- _Information given_
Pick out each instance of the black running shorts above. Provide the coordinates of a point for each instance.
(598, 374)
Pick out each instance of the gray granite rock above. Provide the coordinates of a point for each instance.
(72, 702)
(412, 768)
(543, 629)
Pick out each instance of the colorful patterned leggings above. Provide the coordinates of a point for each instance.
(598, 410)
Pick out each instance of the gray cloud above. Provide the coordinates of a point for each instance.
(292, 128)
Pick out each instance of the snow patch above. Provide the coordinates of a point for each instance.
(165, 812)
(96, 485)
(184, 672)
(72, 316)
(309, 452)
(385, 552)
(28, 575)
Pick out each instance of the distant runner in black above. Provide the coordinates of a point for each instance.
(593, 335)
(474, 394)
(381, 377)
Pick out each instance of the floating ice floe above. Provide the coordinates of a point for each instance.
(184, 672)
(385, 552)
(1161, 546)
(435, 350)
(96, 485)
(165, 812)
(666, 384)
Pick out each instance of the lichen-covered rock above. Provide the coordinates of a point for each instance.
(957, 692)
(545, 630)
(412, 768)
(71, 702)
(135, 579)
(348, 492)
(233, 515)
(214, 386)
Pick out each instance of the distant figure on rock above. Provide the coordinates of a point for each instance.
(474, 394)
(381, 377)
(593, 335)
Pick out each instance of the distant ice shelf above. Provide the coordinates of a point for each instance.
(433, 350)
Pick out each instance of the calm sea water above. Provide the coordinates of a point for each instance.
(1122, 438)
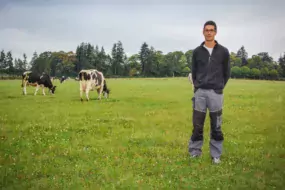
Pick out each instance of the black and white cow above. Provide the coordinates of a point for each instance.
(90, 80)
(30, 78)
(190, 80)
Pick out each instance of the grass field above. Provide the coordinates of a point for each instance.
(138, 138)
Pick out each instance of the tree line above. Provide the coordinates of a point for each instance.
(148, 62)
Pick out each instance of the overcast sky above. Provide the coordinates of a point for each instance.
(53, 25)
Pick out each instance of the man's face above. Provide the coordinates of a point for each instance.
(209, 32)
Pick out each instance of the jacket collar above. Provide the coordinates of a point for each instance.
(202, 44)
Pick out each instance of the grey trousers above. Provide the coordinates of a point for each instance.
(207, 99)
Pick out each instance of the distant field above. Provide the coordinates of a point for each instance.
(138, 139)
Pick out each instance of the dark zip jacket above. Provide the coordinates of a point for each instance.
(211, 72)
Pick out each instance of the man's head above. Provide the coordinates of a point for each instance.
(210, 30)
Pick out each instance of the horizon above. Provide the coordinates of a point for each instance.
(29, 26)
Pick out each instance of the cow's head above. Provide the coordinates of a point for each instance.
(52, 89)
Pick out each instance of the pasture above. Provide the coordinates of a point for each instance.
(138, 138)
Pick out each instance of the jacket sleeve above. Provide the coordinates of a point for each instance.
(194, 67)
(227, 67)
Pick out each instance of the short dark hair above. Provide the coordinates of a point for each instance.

* * *

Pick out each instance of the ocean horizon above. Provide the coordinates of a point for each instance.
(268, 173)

* * *

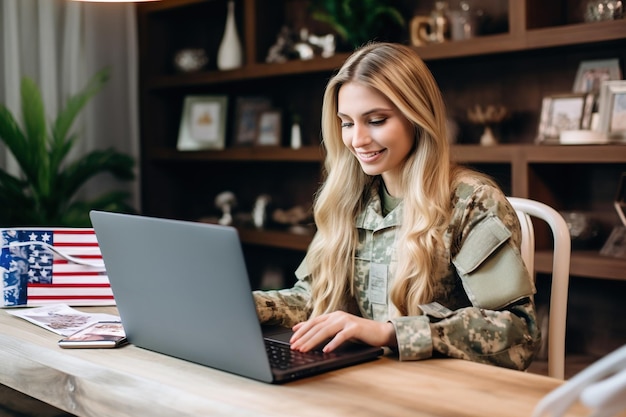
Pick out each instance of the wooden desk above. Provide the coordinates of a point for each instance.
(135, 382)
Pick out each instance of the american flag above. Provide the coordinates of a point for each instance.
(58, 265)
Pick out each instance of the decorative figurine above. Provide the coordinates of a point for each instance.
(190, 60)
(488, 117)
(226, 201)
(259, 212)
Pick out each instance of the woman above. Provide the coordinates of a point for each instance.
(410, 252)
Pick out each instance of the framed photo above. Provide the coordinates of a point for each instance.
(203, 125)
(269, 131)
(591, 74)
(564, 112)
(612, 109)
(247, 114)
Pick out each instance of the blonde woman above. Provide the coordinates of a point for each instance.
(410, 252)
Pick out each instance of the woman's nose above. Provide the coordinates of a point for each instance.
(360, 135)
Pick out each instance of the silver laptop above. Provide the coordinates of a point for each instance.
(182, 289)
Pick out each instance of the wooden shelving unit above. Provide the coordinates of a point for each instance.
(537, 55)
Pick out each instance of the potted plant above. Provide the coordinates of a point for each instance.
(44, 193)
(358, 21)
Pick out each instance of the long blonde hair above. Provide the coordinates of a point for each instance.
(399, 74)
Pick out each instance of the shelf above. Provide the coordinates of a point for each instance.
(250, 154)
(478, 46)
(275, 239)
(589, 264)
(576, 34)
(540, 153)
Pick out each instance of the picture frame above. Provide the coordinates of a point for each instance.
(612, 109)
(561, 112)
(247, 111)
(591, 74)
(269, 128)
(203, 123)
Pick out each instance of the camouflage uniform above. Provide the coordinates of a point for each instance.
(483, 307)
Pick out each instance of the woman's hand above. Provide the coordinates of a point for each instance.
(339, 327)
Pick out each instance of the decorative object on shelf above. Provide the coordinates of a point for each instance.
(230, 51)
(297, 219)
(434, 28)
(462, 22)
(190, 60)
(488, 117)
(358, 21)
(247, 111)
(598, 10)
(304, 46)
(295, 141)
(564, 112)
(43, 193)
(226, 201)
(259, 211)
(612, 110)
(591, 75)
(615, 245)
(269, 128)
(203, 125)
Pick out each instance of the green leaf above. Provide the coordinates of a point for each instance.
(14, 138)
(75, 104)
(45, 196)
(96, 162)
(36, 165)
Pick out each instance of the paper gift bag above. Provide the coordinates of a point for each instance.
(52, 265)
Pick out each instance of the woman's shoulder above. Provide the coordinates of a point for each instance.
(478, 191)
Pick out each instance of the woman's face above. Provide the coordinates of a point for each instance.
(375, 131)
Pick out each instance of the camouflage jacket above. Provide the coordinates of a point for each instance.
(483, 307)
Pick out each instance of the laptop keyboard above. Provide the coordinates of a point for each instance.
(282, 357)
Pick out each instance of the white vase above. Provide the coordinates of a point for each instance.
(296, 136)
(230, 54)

- _Activity_
Using the data above, return the lines from the one holding "Pick out each instance of the distant figure" through the one holding "Pick out each instance of the short" exactly, but not the pictures.

- _Exercise solution_
Pick out each instance of the distant figure on rock above. Provide the coordinates of a point for each instance.
(474, 394)
(381, 377)
(593, 335)
Pick out each instance of the distant ice shelf above. Provide the coordinates of a point for each instance.
(433, 350)
Pick out each instance of the calm sea water above. Provide the coordinates of a point for each instance.
(1122, 438)
Pick out each instance of the black and white cow above. Provide the coordinates of a point for each instance.
(90, 80)
(30, 78)
(190, 80)
Pick out each instance of the grass field above. Provide the coordinates of a point for each instance.
(138, 138)
Pick out each instance of the tree line above. Provide the coordinates of a point for each instance.
(148, 62)
Pick out each instance of the overcast sky above. Provide the coordinates of a point for each instance.
(53, 25)
Pick out each instance of the man's face above. Provide the coordinates of a point for each instance.
(209, 32)
Pick out each instance of the jacket collar above. Provide the coordinates of a point for each instance.
(202, 44)
Pick out each instance of the grey trousers above. Provide the coordinates of a point for each instance.
(207, 99)
Pick out each instance of the distant field above. Provide the coordinates of a point for each instance.
(138, 139)
Pick out each instance of the dark zip jacket above. Provide the coordinates of a point for each instance.
(211, 72)
Pick out each instance of the man's head above. Provide the coordinates of a point for each instance.
(210, 30)
Pick out each instance of the horizon above. Provide the coordinates of a point for each instance.
(29, 26)
Pick out each instance of the cow's head above. Provide the coordinates of a point for each instance.
(52, 89)
Pick out each instance of the pasture above. Provide the coordinates of a point for each instance.
(138, 138)
Pick out each instance of the jacket sleeve above. Provide the coordinates of a point for each instance.
(194, 67)
(227, 67)
Pick out each instance of the short dark hair above. Provide the coordinates of a point for each instance.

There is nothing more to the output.